• _Excerpts from point annotation data_:
[start]

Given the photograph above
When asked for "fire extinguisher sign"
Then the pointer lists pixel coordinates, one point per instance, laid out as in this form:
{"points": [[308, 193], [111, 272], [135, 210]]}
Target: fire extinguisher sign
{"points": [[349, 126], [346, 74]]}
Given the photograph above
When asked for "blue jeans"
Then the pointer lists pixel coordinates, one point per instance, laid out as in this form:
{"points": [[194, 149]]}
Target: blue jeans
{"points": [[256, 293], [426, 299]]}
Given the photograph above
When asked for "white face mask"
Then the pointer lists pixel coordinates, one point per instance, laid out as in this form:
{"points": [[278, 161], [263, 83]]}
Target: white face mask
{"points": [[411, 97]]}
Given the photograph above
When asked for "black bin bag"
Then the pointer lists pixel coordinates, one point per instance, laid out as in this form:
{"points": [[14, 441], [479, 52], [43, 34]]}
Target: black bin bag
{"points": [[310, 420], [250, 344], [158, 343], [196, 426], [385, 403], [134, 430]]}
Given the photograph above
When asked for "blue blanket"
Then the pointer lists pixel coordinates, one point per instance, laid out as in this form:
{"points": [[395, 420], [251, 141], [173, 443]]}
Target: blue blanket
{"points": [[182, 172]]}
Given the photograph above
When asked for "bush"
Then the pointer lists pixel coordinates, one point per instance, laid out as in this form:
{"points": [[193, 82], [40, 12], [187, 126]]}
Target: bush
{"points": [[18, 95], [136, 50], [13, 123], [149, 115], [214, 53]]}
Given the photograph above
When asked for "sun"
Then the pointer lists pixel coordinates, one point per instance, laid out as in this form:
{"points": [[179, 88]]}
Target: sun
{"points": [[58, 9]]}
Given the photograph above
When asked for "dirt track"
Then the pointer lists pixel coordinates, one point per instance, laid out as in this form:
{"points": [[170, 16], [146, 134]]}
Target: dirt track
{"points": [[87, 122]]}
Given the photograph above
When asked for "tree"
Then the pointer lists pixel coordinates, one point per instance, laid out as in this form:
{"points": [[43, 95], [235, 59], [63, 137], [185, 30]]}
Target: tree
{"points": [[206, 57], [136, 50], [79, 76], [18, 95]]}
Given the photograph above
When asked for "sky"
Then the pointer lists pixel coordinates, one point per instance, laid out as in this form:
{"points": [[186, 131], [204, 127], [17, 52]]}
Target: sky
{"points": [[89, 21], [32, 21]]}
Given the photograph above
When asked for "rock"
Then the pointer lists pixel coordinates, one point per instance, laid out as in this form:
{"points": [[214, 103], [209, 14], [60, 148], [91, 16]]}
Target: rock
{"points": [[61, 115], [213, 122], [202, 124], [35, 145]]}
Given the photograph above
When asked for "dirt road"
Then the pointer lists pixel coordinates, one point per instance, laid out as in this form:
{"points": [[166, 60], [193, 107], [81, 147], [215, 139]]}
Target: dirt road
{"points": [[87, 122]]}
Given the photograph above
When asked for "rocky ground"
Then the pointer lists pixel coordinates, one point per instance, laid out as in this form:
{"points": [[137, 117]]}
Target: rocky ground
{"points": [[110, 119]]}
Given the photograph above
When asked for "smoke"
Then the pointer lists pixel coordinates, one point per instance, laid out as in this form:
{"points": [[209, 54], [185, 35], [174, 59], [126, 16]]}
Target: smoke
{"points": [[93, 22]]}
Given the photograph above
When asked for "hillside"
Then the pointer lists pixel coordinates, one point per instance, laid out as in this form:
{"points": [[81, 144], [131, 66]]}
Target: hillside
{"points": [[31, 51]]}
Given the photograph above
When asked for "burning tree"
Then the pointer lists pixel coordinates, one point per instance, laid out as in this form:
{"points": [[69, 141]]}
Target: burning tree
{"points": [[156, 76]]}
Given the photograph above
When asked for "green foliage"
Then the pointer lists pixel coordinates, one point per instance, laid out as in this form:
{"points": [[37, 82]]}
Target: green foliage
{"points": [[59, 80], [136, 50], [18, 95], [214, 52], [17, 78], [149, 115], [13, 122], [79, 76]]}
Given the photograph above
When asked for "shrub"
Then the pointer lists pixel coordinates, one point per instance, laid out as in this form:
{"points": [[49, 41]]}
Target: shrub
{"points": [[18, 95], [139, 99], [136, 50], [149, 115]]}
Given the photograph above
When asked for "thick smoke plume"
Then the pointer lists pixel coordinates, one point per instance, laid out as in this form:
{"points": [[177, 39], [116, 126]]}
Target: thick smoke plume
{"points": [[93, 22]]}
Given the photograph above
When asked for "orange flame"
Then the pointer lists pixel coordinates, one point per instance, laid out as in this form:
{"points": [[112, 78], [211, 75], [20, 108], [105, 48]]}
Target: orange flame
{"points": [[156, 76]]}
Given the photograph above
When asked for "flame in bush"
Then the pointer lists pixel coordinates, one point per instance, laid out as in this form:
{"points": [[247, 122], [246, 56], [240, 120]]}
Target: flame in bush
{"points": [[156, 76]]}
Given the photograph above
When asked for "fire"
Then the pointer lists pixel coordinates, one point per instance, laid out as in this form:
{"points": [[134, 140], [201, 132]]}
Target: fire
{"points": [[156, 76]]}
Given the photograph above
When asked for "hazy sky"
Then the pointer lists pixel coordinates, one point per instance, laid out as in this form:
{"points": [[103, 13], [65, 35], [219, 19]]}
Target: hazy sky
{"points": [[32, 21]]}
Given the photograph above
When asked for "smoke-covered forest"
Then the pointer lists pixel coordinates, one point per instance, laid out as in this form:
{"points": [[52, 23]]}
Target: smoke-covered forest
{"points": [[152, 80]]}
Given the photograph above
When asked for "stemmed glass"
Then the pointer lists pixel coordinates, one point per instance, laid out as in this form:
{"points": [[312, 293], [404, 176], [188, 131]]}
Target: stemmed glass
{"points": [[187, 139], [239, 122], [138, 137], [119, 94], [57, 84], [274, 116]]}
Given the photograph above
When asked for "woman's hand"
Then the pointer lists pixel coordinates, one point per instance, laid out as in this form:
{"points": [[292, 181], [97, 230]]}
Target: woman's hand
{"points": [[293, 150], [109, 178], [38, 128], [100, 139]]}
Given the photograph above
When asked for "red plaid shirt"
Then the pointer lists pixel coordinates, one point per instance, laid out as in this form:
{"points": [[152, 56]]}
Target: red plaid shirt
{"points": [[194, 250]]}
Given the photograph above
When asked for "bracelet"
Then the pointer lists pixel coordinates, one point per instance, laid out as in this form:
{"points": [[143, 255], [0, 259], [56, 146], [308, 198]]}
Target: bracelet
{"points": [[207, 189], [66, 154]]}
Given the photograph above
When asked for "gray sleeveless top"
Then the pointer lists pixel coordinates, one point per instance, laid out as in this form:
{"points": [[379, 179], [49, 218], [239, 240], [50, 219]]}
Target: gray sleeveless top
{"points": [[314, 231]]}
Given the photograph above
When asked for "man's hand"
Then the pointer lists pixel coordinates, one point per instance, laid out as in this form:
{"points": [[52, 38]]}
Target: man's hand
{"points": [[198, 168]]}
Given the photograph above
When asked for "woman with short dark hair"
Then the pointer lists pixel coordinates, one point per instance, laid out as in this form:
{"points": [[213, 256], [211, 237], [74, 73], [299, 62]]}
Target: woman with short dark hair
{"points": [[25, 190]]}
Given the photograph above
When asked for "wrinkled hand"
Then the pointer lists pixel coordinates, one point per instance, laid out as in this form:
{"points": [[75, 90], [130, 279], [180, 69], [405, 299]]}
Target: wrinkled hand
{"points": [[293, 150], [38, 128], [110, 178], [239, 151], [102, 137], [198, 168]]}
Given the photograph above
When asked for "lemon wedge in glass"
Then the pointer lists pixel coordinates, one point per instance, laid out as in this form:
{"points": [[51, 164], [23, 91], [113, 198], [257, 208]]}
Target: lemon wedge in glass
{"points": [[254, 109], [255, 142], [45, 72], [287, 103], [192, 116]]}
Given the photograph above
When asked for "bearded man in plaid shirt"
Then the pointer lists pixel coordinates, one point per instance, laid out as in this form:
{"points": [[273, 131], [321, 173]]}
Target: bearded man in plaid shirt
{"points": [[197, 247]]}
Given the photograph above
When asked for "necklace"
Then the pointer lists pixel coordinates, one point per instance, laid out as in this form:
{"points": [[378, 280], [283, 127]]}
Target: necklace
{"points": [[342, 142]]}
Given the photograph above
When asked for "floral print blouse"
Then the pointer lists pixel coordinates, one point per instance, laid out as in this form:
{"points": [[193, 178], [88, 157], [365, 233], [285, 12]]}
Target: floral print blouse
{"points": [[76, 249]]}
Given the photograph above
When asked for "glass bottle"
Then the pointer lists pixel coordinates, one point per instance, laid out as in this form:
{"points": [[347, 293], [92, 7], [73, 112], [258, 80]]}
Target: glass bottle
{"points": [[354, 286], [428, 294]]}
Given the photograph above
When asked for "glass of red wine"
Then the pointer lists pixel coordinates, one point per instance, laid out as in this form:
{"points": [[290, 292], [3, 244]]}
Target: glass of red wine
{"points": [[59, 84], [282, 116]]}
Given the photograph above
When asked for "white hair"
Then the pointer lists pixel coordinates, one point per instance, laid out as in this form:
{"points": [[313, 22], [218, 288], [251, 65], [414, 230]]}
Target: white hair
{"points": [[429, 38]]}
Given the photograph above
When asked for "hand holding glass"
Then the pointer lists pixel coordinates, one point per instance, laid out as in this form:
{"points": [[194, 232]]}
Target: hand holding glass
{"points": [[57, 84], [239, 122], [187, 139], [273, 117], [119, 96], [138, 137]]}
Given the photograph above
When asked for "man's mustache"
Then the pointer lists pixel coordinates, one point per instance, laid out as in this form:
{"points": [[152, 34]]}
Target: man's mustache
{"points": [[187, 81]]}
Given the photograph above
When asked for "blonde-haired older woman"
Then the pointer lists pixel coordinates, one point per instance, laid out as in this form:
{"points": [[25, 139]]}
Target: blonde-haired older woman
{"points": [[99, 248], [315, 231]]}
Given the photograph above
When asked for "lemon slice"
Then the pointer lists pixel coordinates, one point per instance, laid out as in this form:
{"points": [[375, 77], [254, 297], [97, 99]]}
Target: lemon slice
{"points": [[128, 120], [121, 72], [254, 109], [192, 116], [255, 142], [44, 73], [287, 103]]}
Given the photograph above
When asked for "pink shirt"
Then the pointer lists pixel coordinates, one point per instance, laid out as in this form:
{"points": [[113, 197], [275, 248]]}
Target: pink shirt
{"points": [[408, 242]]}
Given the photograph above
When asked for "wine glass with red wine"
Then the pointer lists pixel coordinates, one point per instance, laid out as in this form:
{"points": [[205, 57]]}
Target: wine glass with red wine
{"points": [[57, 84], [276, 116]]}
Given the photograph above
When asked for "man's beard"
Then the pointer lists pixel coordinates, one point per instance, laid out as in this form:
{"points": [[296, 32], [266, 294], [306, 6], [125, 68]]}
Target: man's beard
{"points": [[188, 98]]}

[end]

• _Written instruction_: Select every line of the listing above that contains the string "dirt", treating uppercase and lowercase letters as different.

• _Expected output_:
When asked for "dirt track"
Target: dirt track
When asked for "dirt road"
Target: dirt road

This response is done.